The Rochester Epidemiology Project ( REP) established in 1966 is a medical records-linkage system that covers almost the entire population of Olmsted County Minnesota.¹⁷ After obtaining Institutional Review Board approval with a waiver for informed consent, residents’ first documented urinary stone in Olmsted County, Minnesota between January 1^st 1984 and December 31^st 2012 were identified by International Classification of Diseases (ICD) - 9 codes 592 (calculus of kidney or urinary calculus), 594 (calculus of lower urinary tract), and 274.11 (uric acid nephrolithiasis). These codes do not effectively distinguish between bladder and kidney stones. Non-stone formers were randomly sampled from the population of Olmsted county residents who are were at risk for an incident stone at the time of the stone former’s index date (date of stone diagnosis), and were matched to each stone former (4:1 ratio) on age ±1 year and gender. Both stone formers and non-stone formers were followed for subsequent ESRD and mortality outcomes. Non-stone formers who developed a stone after their index date during follow-up were censored at that point as a non-stone former (occurred in 3%). They were hence included in the stone former cohort with their own matched non-stone formers.

Stone formers categories

After chart review, stone formers were divided into five mutually exclusive categories (Figure 1): incident symptomatic kidney stone (first stone event during study period), recurrent symptomatic kidney stone (first stone event was prior to 1984 or residency in Olmsted County with recurrence in Olmsted County during the study period), asymptomatic kidney stone only (incidentally detected kidney stone on imaging in patients who did not have pain, gross hematuria, or ureteral obstruction from a stone), bladder stone only, and miscoded (not a urinary stone former). Symptomatic kidney stone formers were required to have abdominal pain and/or gross hematuria attributed to an obstructing kidney stone or to have a urinary tract infection attributed to the kidney stone (struvite composition or urine pH > 7.0). Incident symptomatic kidney stone formers were further subdivided into those that were confirmed (stone obstructing ureter on imaging or seen after passage) or suspected (clinical diagnosis with symptoms due to presumed stone passage but stone never imaged or seen after passage). In a random sample of 100 asymptomatic kidney stone formers and 100 miscoded stone formers, charts were reviewed to determine the reason imaging was obtained and the correct diagnoses, respectively.

Comorbidities

Comorbidities known to be associated with kidney stones and ESRD were identified from ICD-9 codes. These included hypertension, diabetes mellitus, obesity, dyslipidemia, gout, and CKD (Table S1). Comorbidities were considered baseline (prevalent) if they occurred prior to the index date.

◆ WHAT YOU SHOULD DO:
Resume the methods section of the kidney stone study, picking up right after its last sentence about baseline comorbidities. These records have no connection to the kidney stone study text.

◆ Records from a collection:
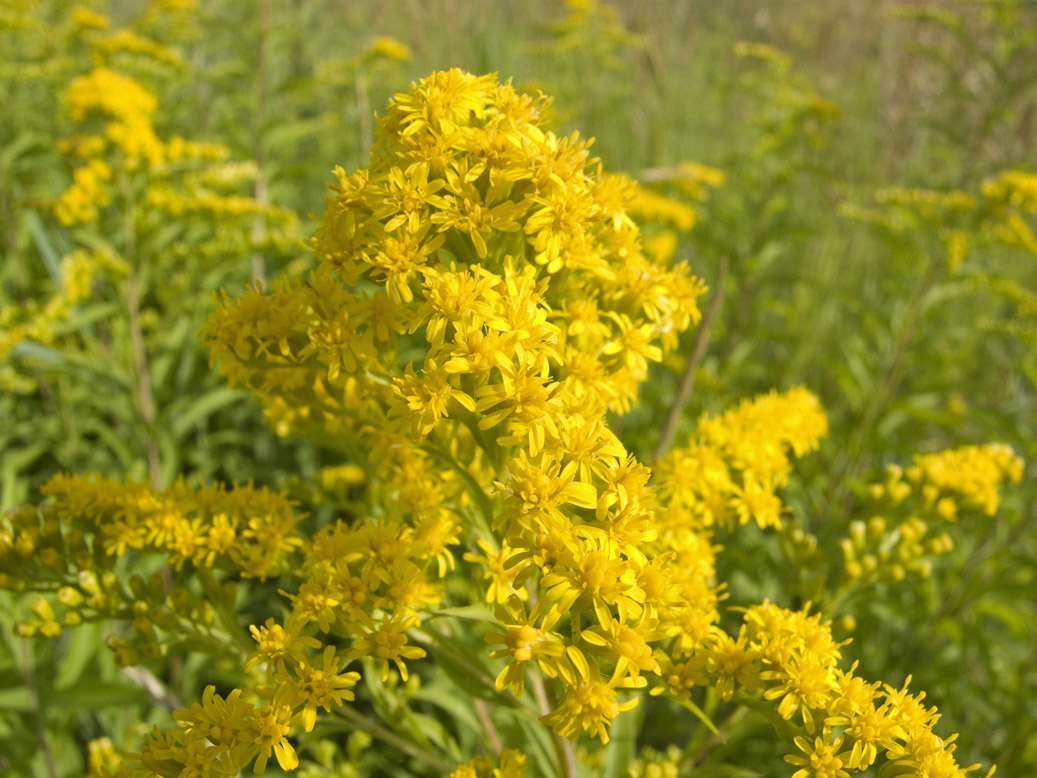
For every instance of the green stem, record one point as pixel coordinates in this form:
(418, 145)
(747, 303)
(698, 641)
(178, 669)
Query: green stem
--
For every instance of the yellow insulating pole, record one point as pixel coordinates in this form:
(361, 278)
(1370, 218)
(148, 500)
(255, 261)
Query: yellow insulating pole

◆ RESULT FOR THIS TASK:
Outcomes

All ESRD events (i.e. renal replacement therapy in the form of maintenance dialysis or kidney transplantation) through August 20, 2015 were identified via a query conducted in the United States Renal Data System, a comprehensive national database which collects, analyzes, and distributes information about ESRD in the United States.¹⁸ Both Olmsted County stone formers and non-stone formers were matched with the USRDS database. Charts were manually reviewed for validation of ESRD events in all stone formers and non-stone formers to determine the perceived primary cause of ESRD, and to identify cardiovascular and urological comorbidities present before the development of ESRD. If the primary cause of ESRD could not be determined from chart review, the primary cause listed in the USRDS database was used.

Mortality data was obtained from the REP database (which captures death certificates from Minnesota and the National Death Index). The underlying cause of death was grouped based upon the death certificate as follows: cardiovascular if “heart disease”, “cerebrovascular disease”, “peripheral vascular disease”, “aneurysm”, or other related terms were listed; or cancer if “neoplasm”, “malignancy”, “lymphoma”, “leukemia”, “carcinoma”, or other related terms were listed. Urinary tract cancers were also identified by cancers of the kidney, ureter, bladder, or urethra.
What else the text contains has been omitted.